Textauszug:
>>>>
Es gibt eine bleibende Verantwortung für die Menschen, die Teil unserer Geschichte geworden sind. Lass los, aber werfe niemanden weg. 

Ich kann Dich nicht mehr lieben, aber ich hoffe, dass andere Dich lieben. Ich werde anderen helfen, Dich zu lieben, wenn ich kann. Schmerzhafte Ohnmacht. 

Ich gehe mit Dir einen gemeinsamen Weg. Wir werden anderen den Weg ins Leben ebnen. Du hast bleibende Verantwortung für das Leben, das durch Dich in diese brüchige Welt kam. Manches Kind zerbricht an den Brüchen der Eltern. Lass los, was Dich am Weg zum ewigen Du belastet. Lass mich los, wenn meine Worte und Taten Dich belasten. Neue Zeitreise. Offene Welt. 


Wir sehen das Sichtbare. 

Das Unsichtbare ist das Wesentliche. 

Das Herz urteilt anders. 


Ein Mensch sieht, was vor Augen ist, der Herr aber sieht das Herz an. [1 Sam 16,7]


Der Vers steht im Kontext der Berufung des jungen David. Er ist sehr jung und unscheinbar. Seine Brüder werden als stärker und schöner beschrieben. 


David wird zum König gesalbt. Aber es gibt da noch einen herrschenden König: Saul sei verworfen, erfahren wir. 

Saul kämpft gegen David. In einer Höhle hätte David die Gelegenheit, den verworfenen König zu töten. 

Doch David sieht nicht den Feind, sondern sieht hinter die Fassade: 


Das lasse der HERR ferne von mir sein, dass ich das tun sollte und meine Hand legen an meinen Herrn, den Gesalbten des HERRN; denn er ist der Gesalbte des HERRN. [1 Sam 24,7]

Michaeliskirche. Leipzig.
Michaeliskirche. Leipzig.

Paulus schreibt davon, dass wir einen Schatz in zerbrechlichen Gefäßen tragen. [2 Kor 4, 7-18].

Der Völkerapostel betrachtet seine eigene Schwäche und Ohnmacht als Teil seiner Glaubwürdigkeit. 

Paulus überzeugt nicht durch rhetorisches Geschick oder durch machtvolles Auftreten. 

Es geht ihm darum, Herzen zu berühren statt Menschen zu manipulieren. Offen kommuniziert er die eigenen Ängste und Unsicherheiten. 

Paulus teilt das Schicksal der großen Propheten. 

Im eigenen Bewusstsein fühlt er sich schwach und krank, doch eine innere Kraft, die sich seiner Kontrolle entzieht, drängt ihn. 

Paulus ist Instrument. Seine unbestreitbaren Fähigkeiten sind nur sichtbare Oberfläche einer unsichbaren Melodie, die jeder in sich hören kann. 

Ich weiß nicht mehr als Du.
<<<<
Folgendes bearbeiten:
A - Gib den Absatz, der mit „Der Vers steht im Kontext“ beginnt, aus dem Textauszug über David und Paulus als kurze Liste wieder.
B - Fasse den Textauszug über David und Paulus in drei Sätzen zusammen.
C - Führe den Textauszug über David und Paulus bitte nach seinem letzten Satz weiter.

Ausgangsmaterial:
>>>>
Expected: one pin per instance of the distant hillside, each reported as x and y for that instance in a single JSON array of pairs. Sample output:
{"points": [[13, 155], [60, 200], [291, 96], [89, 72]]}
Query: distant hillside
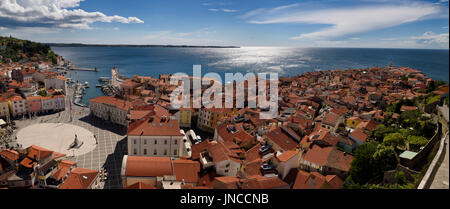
<<<<
Die Lösungen:
A -
- Der Vers gehört zur Berufung des jungen David.
- David ist sehr jung und unscheinbar.
- Seine Brüder werden als stärker und schöner beschrieben.

B - Der Textauszug spricht von einer bleibenden Verantwortung für die Menschen, die Teil der eigenen Geschichte geworden sind, und rät, loszulassen, ohne jemanden wegzuwerfen. Am Beispiel Davids, der jung und unscheinbar zum König gesalbt wird und den verworfenen König Saul in einer Höhle nicht tötet, betont er, dass das Unsichtbare das Wesentliche ist und der Herr das Herz ansieht. Paulus betrachtet seine eigene Schwäche und Ohnmacht als Teil seiner Glaubwürdigkeit und will Herzen berühren statt Menschen zu manipulieren.

C -
Ich erzähle von meiner Spurensuche. Was hast Du entdeckt? 

Wenn Jesus vom Sichtbaren und vom Unsichtbaren redet, zerbrechen menschliche Bilder und Vorstellungen. 


Für einen Messias und Sohn Gottes ist das Auftreten Jesu enttäuschend. Der König taucht unerkannt in der Menge unter und entzieht sich allen Versuchen, ihn mit weltlicher Macht zu locken.  Bereits als Jesus in der Wüste war, biss sich der Versucher die Zähne aus. Er hätte nur den Teufel anbeten müssen, dann hätte er alle Reiche der Welt bekommen. 

Jesus zeigt wenig Interesse daran, als göttliches Kind eindeutig identifiziert zu werden. Bei der Hochzeit zu Kana muss er von seiner Mutter zu einem Wunder gedrängt werden. Den Geheilten verbot er streng, zu erzählen, wer sie geheilt hat. Doch vielleicht sind wir auch blind. Jesus kam, um einen gordischen Knoten zu lösen, der sich über Jahrtausende gebildet hatte. Er wollte den glimmenden Docht nicht löschen. Er wollte nicht das Unkraut so jäten, dass dabei der gute Weizen verloren geht. Sein Reich ist nicht von dieser Welt. Und diese Welt vergeht. Mit ihr zerfallen die Reichen und Mächtigen zu Staub. 

Durch alle sichtbare und greifbare Struktur blickt der Gottsucher auf die Quelle und das Ziel. 

Institutionen und Strukturen verschwinden. Macht vergeht.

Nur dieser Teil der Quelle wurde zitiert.